··· DATA IN THIS EXERCISE
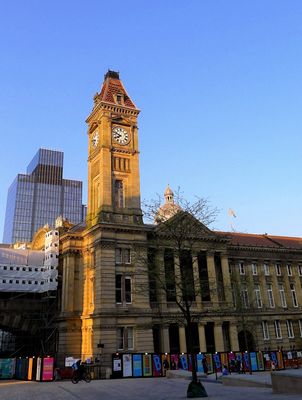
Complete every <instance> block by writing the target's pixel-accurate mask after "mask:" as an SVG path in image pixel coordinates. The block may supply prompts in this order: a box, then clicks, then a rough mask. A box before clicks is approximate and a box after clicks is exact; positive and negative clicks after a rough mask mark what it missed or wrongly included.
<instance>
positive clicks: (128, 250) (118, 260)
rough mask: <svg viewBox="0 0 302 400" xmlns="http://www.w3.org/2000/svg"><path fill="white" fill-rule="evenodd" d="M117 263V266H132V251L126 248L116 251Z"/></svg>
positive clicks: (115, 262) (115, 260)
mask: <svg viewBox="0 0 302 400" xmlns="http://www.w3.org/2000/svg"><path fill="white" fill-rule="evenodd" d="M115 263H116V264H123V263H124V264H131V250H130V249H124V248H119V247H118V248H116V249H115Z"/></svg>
······
··· DATA IN THIS EXERCISE
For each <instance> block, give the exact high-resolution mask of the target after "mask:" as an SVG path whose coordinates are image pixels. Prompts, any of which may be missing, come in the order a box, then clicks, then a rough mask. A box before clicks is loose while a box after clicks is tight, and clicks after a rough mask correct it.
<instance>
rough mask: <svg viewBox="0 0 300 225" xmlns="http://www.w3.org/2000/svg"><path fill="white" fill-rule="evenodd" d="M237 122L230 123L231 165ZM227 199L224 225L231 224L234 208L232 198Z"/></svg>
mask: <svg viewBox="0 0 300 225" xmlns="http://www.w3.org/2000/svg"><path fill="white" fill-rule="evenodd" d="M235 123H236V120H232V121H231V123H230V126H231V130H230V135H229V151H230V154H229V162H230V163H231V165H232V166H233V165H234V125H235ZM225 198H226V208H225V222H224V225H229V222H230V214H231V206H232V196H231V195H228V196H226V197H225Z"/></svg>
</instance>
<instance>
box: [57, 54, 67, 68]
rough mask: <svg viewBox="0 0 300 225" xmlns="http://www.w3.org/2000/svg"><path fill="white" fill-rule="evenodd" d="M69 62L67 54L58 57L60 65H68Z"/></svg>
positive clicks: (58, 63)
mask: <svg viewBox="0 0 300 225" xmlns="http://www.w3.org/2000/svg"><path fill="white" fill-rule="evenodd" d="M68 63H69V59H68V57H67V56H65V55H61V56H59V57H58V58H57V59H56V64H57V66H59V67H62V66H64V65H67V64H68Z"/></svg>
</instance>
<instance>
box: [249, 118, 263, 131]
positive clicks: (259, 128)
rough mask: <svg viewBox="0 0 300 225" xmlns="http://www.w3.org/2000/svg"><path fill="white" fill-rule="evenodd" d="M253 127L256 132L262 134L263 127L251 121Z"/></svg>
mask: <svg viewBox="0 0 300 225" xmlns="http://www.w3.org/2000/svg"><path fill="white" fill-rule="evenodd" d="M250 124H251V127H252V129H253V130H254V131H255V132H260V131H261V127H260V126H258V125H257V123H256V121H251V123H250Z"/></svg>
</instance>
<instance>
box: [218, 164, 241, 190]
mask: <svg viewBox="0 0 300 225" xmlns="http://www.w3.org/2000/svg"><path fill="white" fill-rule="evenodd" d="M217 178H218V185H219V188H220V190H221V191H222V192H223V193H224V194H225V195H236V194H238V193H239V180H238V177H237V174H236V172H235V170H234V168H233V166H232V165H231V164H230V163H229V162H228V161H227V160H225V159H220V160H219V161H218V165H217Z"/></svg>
······
**REQUIREMENT:** Recast the material from the line containing "Complete every <instance>" up to and including the line containing "positive clicks: (128, 250) (118, 260)" as a numbered list, omitting any blank lines. Include those lines only.

**ANSWER BOX:**
1. Complete every <instance> block by writing the target's pixel-accurate mask after "mask:" as an SVG path in image pixel coordinates. The block may supply prompts in this order: a box, then clicks, then a rough mask. A box before clicks is approximate and a box after clicks is exact; positive and negative clicks after a rough mask mark what it missed or wrongly included.
2. <instance>
3. positive clicks: (128, 250) (118, 260)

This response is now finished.